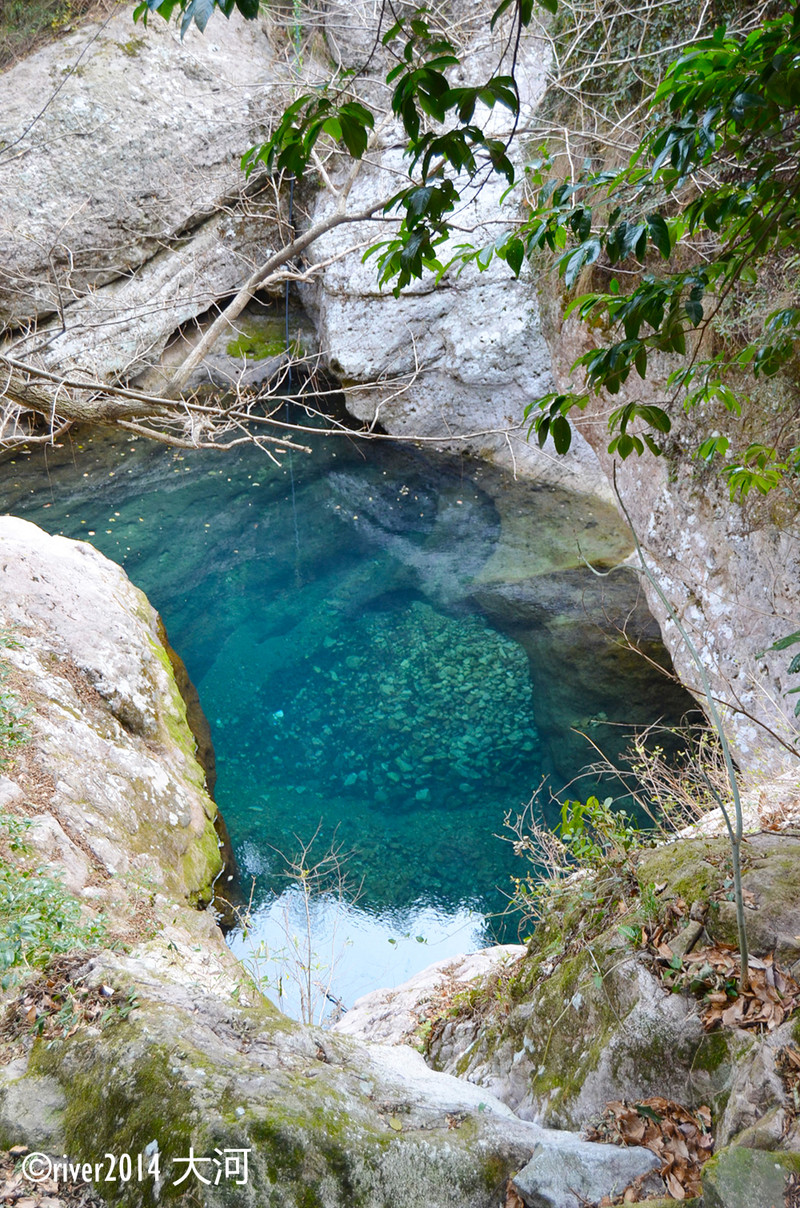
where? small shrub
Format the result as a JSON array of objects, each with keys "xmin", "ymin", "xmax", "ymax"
[{"xmin": 0, "ymin": 861, "xmax": 106, "ymax": 991}]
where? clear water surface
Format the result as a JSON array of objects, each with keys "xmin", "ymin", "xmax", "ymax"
[{"xmin": 2, "ymin": 425, "xmax": 684, "ymax": 1012}]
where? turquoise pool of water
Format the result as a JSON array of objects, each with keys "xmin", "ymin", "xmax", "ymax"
[{"xmin": 2, "ymin": 425, "xmax": 691, "ymax": 999}]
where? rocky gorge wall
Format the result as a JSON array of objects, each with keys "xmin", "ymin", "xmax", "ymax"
[{"xmin": 0, "ymin": 517, "xmax": 696, "ymax": 1208}]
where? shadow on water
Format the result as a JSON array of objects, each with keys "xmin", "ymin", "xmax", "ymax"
[{"xmin": 2, "ymin": 420, "xmax": 691, "ymax": 1005}]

### SHORT TASK
Print all of the records above word for word, leaving out the pictures.

### TASK OUTPUT
where? small shrub
Format the result as a JSON array of objects, each with keys "xmin", "ymin", "xmax", "ymax"
[{"xmin": 0, "ymin": 861, "xmax": 106, "ymax": 991}]
where? clear water surface
Format the result as a JSON array of objects, each with keys "xmin", "ymin", "xmax", "ymax"
[{"xmin": 2, "ymin": 425, "xmax": 684, "ymax": 1012}]
where? turquoise pool of water
Format the result as a JSON array of objects, each with keys "xmin", "ymin", "xmax", "ymax"
[{"xmin": 2, "ymin": 425, "xmax": 691, "ymax": 999}]
where? rocky gorge wall
Format the result as a JSON array of objects, each with keys "xmin", "ymin", "xmax", "ymax"
[{"xmin": 0, "ymin": 517, "xmax": 696, "ymax": 1208}]
where? shadow on water
Format the result as a JSON array of objects, each with keys "xmin", "ymin", "xmax", "ymax"
[{"xmin": 2, "ymin": 420, "xmax": 691, "ymax": 1005}]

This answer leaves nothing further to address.